#### [Records to process]
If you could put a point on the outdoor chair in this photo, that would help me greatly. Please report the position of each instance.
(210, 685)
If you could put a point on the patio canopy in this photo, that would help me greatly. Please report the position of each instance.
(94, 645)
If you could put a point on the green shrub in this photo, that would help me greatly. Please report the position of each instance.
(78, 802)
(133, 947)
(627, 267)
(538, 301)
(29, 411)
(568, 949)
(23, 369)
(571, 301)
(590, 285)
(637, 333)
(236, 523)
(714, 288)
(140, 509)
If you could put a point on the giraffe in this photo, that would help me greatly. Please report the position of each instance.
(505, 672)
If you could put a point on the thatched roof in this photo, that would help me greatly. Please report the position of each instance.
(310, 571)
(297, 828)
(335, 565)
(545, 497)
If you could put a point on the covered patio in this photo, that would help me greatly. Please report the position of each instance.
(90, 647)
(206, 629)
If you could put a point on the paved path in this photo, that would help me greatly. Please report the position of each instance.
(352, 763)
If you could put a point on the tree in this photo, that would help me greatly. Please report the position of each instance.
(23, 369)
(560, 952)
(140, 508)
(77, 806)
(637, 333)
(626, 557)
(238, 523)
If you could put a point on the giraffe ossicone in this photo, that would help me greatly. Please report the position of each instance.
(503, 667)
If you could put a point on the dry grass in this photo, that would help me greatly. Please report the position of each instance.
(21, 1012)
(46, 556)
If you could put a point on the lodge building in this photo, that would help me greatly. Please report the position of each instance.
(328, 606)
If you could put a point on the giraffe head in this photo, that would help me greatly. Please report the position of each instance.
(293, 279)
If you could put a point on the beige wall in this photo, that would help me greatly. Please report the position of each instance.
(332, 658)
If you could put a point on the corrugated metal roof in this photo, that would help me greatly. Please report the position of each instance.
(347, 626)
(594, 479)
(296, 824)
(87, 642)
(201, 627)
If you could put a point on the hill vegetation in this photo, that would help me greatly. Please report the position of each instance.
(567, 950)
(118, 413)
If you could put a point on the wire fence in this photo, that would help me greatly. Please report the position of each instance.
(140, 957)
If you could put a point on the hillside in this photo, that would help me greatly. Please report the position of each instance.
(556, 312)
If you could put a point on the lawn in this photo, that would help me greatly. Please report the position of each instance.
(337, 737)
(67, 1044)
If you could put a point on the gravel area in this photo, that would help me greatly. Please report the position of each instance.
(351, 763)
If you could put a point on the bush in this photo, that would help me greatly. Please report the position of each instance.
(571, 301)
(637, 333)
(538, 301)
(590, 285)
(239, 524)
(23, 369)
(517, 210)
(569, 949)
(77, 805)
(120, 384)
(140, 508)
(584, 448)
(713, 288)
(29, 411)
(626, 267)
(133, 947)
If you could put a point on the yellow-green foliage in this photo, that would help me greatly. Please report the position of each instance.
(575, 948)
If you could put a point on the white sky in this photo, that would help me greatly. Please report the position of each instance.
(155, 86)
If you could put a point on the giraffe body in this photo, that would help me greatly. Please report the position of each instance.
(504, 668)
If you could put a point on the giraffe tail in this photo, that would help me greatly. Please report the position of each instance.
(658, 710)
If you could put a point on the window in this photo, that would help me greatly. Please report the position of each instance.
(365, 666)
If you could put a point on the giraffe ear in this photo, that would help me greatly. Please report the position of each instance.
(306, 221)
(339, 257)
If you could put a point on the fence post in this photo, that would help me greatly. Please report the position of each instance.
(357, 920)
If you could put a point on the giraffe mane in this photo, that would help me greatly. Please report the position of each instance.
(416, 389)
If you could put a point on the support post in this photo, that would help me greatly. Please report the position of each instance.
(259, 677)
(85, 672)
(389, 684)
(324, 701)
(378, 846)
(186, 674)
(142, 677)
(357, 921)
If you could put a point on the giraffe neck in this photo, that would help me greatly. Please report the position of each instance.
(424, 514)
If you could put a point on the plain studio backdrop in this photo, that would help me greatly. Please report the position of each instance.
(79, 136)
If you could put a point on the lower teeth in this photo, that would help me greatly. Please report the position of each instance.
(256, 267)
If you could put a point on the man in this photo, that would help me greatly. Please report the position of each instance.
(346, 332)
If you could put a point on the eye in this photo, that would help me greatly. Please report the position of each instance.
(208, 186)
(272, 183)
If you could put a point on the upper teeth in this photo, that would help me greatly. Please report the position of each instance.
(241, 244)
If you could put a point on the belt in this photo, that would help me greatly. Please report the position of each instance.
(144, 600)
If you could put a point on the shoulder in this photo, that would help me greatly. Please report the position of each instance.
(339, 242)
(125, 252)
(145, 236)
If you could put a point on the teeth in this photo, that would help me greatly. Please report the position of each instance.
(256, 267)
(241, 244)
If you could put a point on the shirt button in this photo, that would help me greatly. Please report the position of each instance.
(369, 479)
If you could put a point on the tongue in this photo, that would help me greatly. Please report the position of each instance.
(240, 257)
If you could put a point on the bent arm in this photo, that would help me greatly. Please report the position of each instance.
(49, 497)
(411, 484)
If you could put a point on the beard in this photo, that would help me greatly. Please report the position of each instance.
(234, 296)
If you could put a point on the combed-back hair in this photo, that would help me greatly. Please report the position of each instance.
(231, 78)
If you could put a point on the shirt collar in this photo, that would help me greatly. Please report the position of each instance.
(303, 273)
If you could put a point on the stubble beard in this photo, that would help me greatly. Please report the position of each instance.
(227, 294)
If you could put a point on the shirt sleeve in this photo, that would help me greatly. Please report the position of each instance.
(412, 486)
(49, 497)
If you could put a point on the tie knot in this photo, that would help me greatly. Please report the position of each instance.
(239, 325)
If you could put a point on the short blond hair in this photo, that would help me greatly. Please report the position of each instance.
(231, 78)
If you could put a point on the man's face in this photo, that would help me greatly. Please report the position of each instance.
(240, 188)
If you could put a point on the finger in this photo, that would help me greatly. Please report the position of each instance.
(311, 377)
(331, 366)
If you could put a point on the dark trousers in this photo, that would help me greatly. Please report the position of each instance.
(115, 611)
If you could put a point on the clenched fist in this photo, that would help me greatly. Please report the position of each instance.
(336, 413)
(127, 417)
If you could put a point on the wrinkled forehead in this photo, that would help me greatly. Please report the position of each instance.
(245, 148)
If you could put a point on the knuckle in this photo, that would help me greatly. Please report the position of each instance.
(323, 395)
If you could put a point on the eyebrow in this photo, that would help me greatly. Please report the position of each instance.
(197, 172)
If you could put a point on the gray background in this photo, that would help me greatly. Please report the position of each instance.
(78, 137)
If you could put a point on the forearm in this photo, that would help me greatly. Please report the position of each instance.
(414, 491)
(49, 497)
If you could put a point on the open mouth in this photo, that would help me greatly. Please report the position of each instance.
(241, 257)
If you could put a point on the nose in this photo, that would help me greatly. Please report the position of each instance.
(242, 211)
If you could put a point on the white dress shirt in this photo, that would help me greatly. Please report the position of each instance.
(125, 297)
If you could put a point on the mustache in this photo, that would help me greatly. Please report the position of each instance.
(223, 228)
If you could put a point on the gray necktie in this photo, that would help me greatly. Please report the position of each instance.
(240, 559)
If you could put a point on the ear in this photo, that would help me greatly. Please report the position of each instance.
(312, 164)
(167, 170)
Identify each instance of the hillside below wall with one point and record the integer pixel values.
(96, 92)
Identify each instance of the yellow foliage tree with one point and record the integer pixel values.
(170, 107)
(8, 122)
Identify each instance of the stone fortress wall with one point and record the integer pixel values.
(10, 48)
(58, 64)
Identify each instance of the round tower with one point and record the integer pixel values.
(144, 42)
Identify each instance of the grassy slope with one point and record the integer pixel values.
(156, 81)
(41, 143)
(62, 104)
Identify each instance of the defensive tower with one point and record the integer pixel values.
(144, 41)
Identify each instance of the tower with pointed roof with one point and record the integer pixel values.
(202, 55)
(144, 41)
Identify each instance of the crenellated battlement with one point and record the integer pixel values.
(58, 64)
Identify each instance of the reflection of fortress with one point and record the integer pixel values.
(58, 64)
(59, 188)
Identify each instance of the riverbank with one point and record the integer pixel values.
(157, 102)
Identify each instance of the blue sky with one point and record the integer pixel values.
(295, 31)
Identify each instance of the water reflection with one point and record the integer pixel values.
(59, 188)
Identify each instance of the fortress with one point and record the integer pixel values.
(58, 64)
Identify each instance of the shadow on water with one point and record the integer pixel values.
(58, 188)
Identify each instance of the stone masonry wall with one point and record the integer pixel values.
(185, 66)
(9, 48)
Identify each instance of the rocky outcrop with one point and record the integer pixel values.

#### [Set exercise]
Each line from the one containing "If you could put a point on the gray necktie" to the end of the records should be echoed exactly, and no other line.

#### [Final result]
If you could put a point on the gray necktie in this photo, that would help me greatly. Please report the position of each instance.
(240, 559)
If you could put a point on the ear in this photo, that would help me greatly. Please report the position of each instance.
(312, 164)
(167, 170)
Identify each instance of the hillside below wall with one point and record the integer pixel values.
(96, 92)
Identify each instance of the yellow foliage tree with one point and record the integer pixel values.
(170, 107)
(8, 122)
Identify each instance of the stone fortress wall with one point and record the integer pixel values.
(10, 48)
(58, 64)
Identify each instance of the round tower with one point and record the integer pixel values.
(144, 42)
Identify each instance of the grassy slope with one point and record the integer pixel values.
(156, 81)
(41, 143)
(62, 104)
Identify each instance of the defensive tower with one point and record the integer pixel values.
(144, 41)
Identify each instance of the tower with pointed roof with one point and record the integer pixel values.
(202, 55)
(144, 41)
Identify each instance of the crenellated battlement with one point and record the integer pixel values.
(58, 64)
Identify each instance of the reflection of fortress with one point and record the integer pixel values.
(58, 64)
(59, 188)
Identify each instance of the riverbank with one point and record the integer pixel values.
(157, 102)
Identify each instance of the blue sky with one point and record the integer pixel values.
(295, 31)
Identify each instance of the water reflection with one point and record the integer pixel values.
(59, 188)
Identify each instance of the fortress with one point and record the integer pixel values.
(58, 64)
Identify each instance of the shadow on water with one point and record the integer pixel values.
(58, 188)
Identify each instance of the stone masonry wall with one point and record the integer pixel values.
(185, 66)
(9, 48)
Identify each instance of the rocky outcrop with one point and record the integer pixel values.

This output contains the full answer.